EXERCISE MATERIALS
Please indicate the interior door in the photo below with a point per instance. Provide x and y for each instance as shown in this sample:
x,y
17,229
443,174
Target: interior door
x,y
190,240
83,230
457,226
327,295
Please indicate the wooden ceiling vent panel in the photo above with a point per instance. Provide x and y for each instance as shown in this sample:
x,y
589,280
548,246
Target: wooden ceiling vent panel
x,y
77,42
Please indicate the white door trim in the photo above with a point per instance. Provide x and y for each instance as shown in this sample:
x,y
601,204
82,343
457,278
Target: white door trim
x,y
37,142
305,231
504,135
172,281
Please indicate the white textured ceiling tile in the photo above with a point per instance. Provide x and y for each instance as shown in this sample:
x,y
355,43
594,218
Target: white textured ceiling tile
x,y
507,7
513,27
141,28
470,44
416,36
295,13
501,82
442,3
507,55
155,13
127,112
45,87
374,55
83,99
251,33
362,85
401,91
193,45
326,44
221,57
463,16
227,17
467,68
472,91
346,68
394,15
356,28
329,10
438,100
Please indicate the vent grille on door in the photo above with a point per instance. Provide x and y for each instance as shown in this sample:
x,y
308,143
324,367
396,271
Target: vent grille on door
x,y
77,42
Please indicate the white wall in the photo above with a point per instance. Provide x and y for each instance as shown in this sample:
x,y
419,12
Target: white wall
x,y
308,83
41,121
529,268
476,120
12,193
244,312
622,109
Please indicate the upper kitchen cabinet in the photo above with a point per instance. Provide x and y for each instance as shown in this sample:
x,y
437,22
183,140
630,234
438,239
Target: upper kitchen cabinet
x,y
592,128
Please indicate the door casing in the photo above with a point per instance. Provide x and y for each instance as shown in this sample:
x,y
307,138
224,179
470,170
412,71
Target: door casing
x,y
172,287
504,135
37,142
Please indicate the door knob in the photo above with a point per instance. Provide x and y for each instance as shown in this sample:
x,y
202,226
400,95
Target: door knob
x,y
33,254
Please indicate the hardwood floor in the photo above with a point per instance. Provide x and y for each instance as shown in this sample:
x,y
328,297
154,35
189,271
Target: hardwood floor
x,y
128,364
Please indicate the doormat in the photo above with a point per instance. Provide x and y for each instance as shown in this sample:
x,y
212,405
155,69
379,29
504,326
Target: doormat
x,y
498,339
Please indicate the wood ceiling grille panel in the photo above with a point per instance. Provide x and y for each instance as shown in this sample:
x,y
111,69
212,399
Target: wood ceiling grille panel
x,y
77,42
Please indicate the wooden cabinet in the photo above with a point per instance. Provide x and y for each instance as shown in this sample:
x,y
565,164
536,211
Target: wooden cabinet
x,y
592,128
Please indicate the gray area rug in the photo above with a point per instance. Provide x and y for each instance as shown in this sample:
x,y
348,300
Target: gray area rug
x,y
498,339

ABOUT THIS TASK
A word-for-word copy of the material above is required.

TASK SOLUTION
Please indicate the interior door in the photo below with a point per instance. Provide x and y for each instance as shown in this sample:
x,y
17,229
443,174
Target: interior door
x,y
190,240
83,230
457,226
327,295
Please indicate the wooden ceiling vent panel in the photo above with a point per instance. Provide x and y for each instance as shown in this sample:
x,y
589,280
548,246
Target: wooden ceiling vent panel
x,y
77,42
Please indicate the white door trim in the photo above with a point per instance. Provide x and y for each instance as shown in this sample:
x,y
601,204
82,343
457,278
Target: white door trim
x,y
37,142
305,231
504,135
172,281
Please indicate the white textured ceiling tile in the photo above with a point per instance. Provide x and y for each instance as shown in this sample:
x,y
355,43
594,218
Target: white textured ceiling tile
x,y
507,7
513,27
141,28
470,44
416,36
295,13
501,82
442,3
507,55
155,13
127,112
45,87
374,55
83,99
251,33
362,85
401,91
193,45
326,44
221,57
463,16
227,17
467,68
472,91
346,68
394,15
356,28
329,10
438,100
Please indicate the vent grille on door in the photo above with a point per instance. Provide x and y for each instance as shown in this sample:
x,y
308,143
324,367
396,271
Target: vent grille on door
x,y
77,42
Please indicate the white wall in the photo above with a point per instance. Provide x and y for each instance as shown in this sample:
x,y
419,12
Target: white wall
x,y
308,83
41,121
529,268
476,120
12,193
244,312
622,109
Please indicate the upper kitchen cabinet in the photo above with a point per instance. Provide x and y for each instance as shown in this sample:
x,y
437,22
183,140
630,234
438,239
Target: upper kitchen cabinet
x,y
592,128
Please indicate the door casing in the photo above with a point per instance. Provide x and y for each instance as shown in this sample:
x,y
307,138
224,179
470,170
412,71
Target: door casing
x,y
172,287
504,135
37,142
Please indicate the door knob in the photo above with a point per instance. Provide x and y for each instance as shown in this sample:
x,y
202,226
400,95
Target: door knob
x,y
33,254
Please indicate the hardwood floor in the photo above with a point per instance. Provide x and y for each instance as shown in this sample:
x,y
328,297
154,35
189,271
Target: hardwood floor
x,y
128,364
Please indicate the doormat in the photo above with a point per instance. Provide x and y for each instance as shown in this sample:
x,y
212,405
155,69
379,29
504,326
Target: doormat
x,y
498,339
Please indicate the wood ceiling grille panel in the photo above with a point per instance. Provide x and y for each instance as shown in this sample:
x,y
111,69
212,399
Target: wood ceiling grille panel
x,y
77,42
Please indicate the wooden cabinet in the photo above with a point per instance. Provide x and y for each instance as shown in this sample:
x,y
565,164
536,211
Target: wooden cabinet
x,y
592,128
Please indicate the gray area rug in the photo above with a point per instance. Provide x and y for each instance as shown in this sample:
x,y
348,300
Target: gray area rug
x,y
498,339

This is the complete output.